**EXERCISE AIM:** Rewrite the workshop notes, starting at "Speaker: Marcin Orczyk" and ending at "in the developments.", with "partial cache coherence" changed to "incomplete cache coherence".

**SUPPLIED PASSAGE:**
Simon Peter: Can linux load-balancing can be observed in Linux for this benchmark?
Answer: Linux does not migrate threads for this benchmark.

Ross then discusses the current status of the work and the future directions for OS/Runtime system co-design.

Kornilios Kourtis: About space-time continuum, my thinking was that if workload is somewhere in middle you shouldn't be too much away from the optimal results. I was wandering if you have results which contradicts that? For example, if you have partitions with chunks large enough then you won't have dispatch overhead, so that should be good for any case. I was wondering if you have any results which shows against it.
Answer: Often this is the case. The problem is in working out what is the proper chunk size that does not cost you lot in dispatch cost.

Question: Have you heard about Habaneru-C or Habaneru-Java?
Answer: Nope.

Speaker: Marcin Orczyk & Calum McCall (U. Glasgow)
Topic: GHC for a multi-kernel architecture

Marcin start with explaining Islands RTS which is a Haskell runtime system for machines with partial cache coherence. He justifies the reasoning behind assumption of partial cache coherence and systems composed of a number of islands.

He then gives the overview of Islands runtime system and its inspiration from GHC7 and GUM. He explains how Islands RTS works between islands and how it works within Island.

He then explains evil static thunks and the issues caused by it in the developments.

He then explains the current status and the results observed.

Calum then takes over the presentation and explains his future plan to port Islands GHC runtime on Barrelfish.

Andrew Baumann: What was bad with putting one island in one process?
Answer: There is nothing wrong. It was bad idea from authors side.

Question: virtual machine runtimes are like OS, then what happens if you merge language runtime mix with OS?

**EXTRACTED RECORDS:**
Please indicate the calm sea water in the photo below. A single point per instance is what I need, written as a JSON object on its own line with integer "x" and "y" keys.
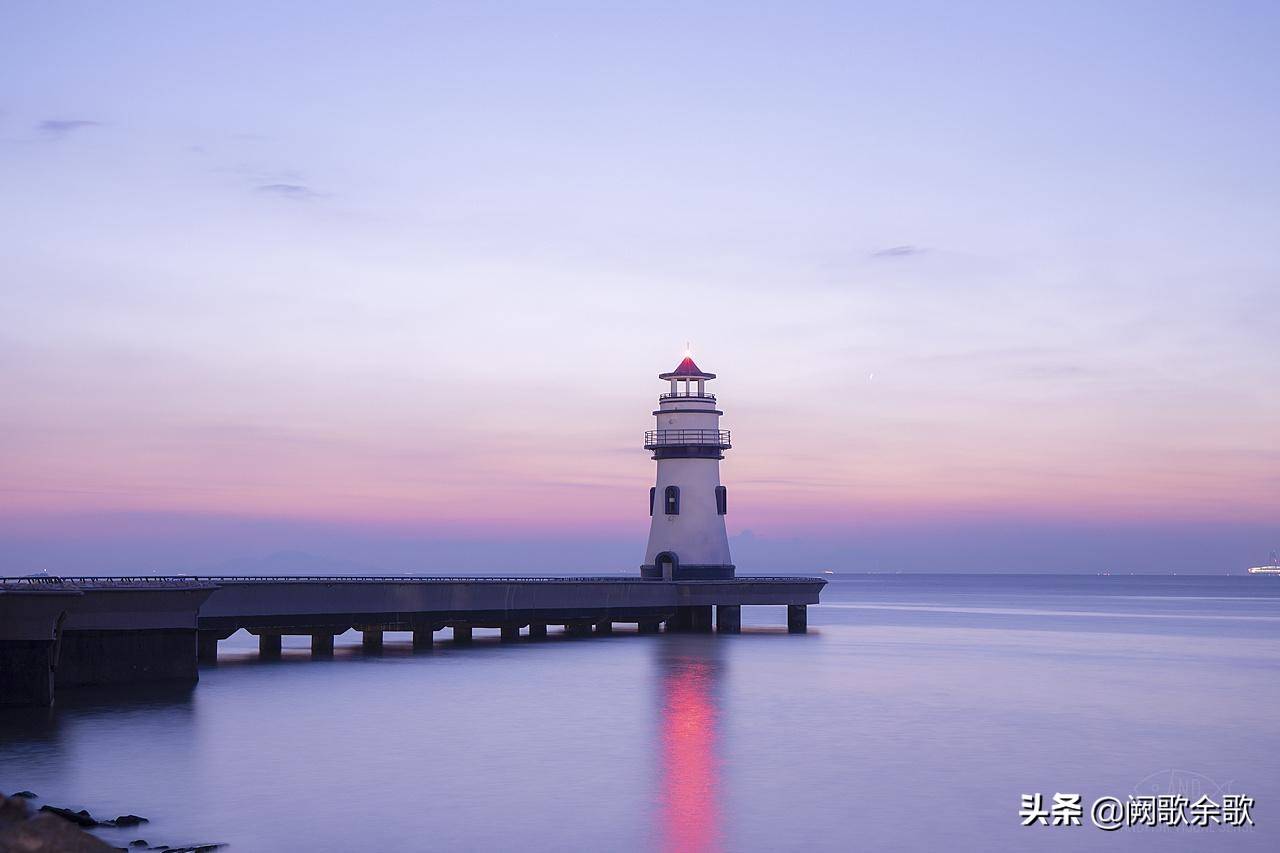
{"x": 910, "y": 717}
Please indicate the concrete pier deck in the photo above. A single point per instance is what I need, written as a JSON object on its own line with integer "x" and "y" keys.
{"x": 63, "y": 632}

--

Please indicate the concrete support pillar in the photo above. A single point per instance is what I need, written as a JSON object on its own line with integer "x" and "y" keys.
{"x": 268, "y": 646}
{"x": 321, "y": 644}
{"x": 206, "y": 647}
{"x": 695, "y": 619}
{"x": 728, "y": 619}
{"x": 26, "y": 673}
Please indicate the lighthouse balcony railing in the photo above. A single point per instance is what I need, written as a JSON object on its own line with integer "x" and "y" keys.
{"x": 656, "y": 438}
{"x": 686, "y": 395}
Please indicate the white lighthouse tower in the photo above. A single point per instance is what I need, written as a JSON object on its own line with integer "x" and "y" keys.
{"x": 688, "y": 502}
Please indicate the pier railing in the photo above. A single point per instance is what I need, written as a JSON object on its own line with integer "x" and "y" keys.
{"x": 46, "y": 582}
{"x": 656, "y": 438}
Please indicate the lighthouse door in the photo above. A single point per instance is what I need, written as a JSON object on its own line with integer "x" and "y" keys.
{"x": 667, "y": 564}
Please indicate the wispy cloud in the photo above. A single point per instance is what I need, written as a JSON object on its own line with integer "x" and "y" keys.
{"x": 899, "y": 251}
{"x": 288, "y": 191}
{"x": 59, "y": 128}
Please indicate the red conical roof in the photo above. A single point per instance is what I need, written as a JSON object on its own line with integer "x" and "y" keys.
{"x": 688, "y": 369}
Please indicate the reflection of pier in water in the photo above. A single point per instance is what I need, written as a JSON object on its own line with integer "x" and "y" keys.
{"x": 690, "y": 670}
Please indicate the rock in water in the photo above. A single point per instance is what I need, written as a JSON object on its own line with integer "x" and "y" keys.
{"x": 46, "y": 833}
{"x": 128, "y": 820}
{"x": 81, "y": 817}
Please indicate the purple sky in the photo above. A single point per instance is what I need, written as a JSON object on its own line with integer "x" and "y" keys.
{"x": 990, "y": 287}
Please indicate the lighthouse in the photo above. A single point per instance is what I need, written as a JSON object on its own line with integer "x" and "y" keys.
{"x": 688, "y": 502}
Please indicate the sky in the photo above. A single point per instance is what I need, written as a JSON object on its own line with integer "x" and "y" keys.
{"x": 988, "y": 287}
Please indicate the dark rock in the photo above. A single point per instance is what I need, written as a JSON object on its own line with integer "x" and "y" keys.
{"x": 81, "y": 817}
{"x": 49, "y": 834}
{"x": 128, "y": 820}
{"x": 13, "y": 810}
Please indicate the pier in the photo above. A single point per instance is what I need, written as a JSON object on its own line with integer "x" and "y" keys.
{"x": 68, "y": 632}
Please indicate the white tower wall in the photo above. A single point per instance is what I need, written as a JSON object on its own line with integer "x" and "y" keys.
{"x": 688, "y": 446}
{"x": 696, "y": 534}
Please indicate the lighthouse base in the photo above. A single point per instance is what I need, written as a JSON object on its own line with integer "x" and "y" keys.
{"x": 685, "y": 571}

**RESPONSE TO THIS EXERCISE:**
Speaker: Marcin Orczyk & Calum McCall (U. Glasgow)
Topic: GHC for a multi-kernel architecture

Marcin start with explaining Islands RTS which is a Haskell runtime system for machines with incomplete cache coherence. He justifies the reasoning behind assumption of incomplete cache coherence and systems composed of a number of islands.

He then gives the overview of Islands runtime system and its inspiration from GHC7 and GUM. He explains how Islands RTS works between islands and how it works within Island.

He then explains evil static thunks and the issues caused by it in the developments.